■ Input records
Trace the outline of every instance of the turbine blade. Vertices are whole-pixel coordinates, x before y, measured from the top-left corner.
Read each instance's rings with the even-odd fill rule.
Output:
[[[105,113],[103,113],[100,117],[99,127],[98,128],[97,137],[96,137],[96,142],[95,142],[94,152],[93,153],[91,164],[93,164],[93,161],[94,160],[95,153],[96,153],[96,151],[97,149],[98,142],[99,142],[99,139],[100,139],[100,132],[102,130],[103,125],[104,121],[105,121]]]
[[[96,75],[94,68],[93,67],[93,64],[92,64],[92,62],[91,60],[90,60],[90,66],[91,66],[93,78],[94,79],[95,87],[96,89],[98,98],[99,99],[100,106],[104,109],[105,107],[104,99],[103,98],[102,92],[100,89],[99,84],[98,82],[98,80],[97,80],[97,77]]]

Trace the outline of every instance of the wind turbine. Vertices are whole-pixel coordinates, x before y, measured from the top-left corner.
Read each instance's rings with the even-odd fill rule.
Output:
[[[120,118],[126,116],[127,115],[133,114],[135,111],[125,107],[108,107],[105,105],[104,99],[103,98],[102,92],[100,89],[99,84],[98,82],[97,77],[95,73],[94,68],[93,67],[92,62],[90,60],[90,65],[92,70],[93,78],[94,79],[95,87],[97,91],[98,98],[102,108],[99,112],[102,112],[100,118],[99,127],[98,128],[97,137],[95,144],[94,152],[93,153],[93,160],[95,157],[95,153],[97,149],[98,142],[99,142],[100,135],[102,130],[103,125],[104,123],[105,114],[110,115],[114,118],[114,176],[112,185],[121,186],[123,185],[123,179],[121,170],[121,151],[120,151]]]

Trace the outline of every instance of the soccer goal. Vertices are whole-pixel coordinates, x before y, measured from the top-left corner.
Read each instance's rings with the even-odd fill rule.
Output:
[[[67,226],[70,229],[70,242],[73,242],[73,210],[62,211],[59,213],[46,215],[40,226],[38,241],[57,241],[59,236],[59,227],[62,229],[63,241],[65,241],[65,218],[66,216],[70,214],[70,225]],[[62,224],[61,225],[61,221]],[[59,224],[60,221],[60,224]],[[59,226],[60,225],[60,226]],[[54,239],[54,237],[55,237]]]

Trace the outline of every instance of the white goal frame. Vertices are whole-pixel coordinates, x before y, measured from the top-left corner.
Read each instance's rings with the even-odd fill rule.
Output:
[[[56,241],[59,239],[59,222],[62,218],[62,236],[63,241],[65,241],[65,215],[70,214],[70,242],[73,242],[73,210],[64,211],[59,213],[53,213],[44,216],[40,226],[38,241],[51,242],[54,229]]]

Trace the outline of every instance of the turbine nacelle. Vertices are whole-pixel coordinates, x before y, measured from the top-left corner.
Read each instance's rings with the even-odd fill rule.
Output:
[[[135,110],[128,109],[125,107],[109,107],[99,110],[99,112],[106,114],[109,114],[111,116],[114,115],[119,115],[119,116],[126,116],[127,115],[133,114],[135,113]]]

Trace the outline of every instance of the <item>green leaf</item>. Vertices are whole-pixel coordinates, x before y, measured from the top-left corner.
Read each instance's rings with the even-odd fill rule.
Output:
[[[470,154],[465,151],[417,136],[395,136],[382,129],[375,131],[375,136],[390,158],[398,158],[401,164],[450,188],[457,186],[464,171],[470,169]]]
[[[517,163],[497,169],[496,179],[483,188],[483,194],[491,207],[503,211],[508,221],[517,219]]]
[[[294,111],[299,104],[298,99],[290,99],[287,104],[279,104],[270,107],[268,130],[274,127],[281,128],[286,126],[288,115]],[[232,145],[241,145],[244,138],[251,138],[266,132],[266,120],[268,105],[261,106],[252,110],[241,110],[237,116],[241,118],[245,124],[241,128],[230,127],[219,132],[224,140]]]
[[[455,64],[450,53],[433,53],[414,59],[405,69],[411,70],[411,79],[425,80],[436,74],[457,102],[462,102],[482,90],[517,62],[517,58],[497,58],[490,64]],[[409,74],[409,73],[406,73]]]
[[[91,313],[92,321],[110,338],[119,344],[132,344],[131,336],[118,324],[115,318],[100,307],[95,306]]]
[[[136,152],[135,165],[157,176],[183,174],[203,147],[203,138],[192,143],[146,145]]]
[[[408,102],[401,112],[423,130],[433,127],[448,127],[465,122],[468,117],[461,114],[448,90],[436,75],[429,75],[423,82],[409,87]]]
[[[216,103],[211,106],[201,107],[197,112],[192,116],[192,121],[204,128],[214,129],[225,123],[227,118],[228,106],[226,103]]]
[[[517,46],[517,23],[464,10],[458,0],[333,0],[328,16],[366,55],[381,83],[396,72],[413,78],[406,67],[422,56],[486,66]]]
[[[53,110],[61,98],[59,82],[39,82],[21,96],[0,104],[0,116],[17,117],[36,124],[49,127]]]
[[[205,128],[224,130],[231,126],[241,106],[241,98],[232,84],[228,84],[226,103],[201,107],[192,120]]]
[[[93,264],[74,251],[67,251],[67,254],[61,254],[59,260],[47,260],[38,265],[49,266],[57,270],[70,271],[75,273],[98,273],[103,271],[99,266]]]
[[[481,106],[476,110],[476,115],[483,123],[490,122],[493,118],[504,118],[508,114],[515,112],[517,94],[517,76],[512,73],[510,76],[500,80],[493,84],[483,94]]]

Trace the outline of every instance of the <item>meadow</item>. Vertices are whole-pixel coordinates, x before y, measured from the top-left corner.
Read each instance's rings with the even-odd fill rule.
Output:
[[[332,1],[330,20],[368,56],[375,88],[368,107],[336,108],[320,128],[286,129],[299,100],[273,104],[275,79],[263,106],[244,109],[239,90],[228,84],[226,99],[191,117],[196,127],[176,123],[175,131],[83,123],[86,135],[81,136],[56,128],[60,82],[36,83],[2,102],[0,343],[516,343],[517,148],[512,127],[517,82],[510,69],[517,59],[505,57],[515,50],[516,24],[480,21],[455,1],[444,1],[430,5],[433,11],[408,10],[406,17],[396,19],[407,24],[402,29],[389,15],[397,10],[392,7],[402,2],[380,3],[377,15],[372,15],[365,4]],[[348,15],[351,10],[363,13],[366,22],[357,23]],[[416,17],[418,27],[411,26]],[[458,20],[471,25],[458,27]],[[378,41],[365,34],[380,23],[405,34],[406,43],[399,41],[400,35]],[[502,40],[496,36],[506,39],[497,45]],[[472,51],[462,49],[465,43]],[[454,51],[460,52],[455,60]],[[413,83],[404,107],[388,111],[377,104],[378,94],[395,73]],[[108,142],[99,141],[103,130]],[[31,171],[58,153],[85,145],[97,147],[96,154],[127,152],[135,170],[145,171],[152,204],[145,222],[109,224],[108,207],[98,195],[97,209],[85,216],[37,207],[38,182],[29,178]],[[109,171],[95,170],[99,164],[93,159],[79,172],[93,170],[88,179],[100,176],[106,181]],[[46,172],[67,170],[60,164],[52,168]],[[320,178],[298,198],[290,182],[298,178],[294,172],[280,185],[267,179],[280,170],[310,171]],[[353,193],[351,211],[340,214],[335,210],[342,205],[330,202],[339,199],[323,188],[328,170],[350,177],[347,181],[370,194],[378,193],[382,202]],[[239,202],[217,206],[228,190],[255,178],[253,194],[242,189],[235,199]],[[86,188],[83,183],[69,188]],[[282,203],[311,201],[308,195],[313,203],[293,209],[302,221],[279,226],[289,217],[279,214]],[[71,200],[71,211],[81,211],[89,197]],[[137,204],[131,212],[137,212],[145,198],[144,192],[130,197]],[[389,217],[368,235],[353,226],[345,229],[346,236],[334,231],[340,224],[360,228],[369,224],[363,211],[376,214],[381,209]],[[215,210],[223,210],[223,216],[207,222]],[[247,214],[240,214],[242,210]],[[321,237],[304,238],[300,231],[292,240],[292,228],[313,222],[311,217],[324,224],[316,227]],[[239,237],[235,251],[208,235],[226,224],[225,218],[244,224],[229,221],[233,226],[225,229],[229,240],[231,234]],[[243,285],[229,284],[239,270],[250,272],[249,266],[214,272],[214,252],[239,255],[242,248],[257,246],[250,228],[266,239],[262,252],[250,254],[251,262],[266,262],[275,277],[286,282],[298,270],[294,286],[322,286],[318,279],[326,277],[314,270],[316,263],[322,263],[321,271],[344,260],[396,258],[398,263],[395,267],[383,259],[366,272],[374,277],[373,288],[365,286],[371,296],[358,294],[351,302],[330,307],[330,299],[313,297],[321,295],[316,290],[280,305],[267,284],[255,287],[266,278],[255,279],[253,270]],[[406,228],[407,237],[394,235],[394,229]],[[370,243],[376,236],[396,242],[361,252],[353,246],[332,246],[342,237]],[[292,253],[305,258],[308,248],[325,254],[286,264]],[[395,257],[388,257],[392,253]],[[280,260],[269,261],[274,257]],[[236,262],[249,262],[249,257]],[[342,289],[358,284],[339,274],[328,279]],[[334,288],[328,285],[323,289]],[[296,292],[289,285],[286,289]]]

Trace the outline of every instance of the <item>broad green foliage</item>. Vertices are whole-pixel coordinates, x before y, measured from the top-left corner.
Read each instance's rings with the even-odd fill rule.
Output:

* * *

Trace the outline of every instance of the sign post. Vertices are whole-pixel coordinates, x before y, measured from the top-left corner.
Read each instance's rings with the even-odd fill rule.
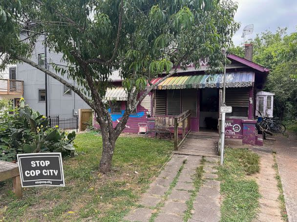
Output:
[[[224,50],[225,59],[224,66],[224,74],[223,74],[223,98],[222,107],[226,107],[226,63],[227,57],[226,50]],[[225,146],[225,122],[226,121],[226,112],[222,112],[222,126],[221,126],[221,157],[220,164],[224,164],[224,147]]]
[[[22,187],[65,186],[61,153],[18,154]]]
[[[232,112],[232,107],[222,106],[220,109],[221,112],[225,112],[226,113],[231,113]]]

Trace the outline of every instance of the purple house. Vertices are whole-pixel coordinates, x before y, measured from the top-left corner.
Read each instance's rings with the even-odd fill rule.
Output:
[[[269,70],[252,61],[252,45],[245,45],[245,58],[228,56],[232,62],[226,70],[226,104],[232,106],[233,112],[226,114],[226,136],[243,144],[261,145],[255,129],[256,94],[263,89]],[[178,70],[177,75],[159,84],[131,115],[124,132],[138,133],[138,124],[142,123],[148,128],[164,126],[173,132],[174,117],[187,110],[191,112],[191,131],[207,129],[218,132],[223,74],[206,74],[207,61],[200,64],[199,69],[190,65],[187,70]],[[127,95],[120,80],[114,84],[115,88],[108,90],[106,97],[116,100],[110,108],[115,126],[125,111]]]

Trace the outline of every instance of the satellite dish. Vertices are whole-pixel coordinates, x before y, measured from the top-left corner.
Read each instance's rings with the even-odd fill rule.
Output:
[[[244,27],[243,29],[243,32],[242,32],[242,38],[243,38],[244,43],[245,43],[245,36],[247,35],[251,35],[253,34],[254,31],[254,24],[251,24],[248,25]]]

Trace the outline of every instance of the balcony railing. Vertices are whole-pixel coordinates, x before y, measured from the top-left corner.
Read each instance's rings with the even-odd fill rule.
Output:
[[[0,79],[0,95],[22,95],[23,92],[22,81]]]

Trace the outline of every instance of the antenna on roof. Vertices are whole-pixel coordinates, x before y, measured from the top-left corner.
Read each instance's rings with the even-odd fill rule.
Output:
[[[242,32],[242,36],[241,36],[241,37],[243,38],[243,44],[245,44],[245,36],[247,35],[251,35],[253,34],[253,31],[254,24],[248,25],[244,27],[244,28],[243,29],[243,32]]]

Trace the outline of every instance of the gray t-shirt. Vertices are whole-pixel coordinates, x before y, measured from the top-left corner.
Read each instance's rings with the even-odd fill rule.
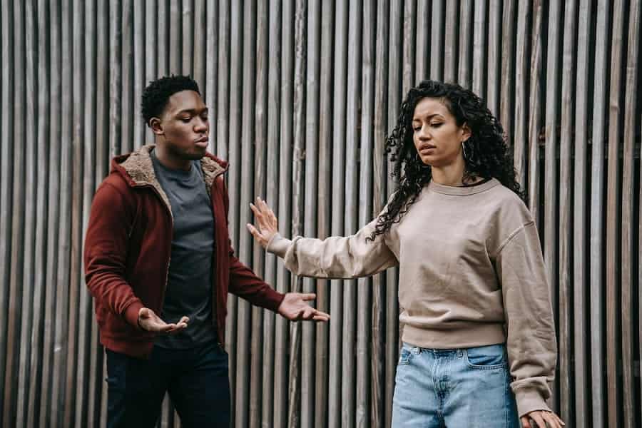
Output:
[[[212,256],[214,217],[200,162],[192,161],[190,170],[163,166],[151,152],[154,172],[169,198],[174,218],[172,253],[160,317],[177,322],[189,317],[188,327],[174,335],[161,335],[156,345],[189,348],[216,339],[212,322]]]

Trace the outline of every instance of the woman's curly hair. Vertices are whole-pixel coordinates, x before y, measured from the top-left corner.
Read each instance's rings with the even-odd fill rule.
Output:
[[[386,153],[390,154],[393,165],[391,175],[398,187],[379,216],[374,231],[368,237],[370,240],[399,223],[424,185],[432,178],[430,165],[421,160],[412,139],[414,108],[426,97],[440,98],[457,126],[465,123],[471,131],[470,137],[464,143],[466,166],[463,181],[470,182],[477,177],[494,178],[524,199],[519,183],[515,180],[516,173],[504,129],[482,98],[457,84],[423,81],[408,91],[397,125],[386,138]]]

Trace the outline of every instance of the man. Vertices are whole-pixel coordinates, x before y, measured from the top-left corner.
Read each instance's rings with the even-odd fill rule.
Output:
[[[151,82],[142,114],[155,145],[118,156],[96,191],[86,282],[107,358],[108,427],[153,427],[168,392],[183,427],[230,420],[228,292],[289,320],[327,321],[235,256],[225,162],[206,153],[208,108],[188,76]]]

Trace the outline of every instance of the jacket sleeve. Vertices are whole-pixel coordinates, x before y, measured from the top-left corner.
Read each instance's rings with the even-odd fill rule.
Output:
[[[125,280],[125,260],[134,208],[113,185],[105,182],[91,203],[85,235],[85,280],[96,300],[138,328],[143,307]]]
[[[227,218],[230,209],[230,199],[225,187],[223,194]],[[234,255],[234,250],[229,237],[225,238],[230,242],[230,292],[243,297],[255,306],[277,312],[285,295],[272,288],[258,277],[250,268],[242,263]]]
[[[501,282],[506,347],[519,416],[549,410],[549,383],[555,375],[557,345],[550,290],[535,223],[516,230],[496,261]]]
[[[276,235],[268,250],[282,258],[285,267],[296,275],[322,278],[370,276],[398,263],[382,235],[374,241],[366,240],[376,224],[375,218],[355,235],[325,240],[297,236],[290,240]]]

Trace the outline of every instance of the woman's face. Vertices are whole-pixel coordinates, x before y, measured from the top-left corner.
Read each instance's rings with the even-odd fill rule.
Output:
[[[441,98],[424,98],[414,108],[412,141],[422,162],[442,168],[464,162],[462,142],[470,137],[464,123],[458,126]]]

■ Given request
Please pull out every line of the records that contains the string "woman", matching case exactly, and copy each one in full.

■ Exercise solution
Trace the outline of every instance of the woman's curly hair. Vertices are whole-pixel coordinates, x before y, measured from the top-left corner.
Trace the outline of every instance of the woman's face. Vertices are whole-pixel coordinates, x before y, measured from the top-left corner.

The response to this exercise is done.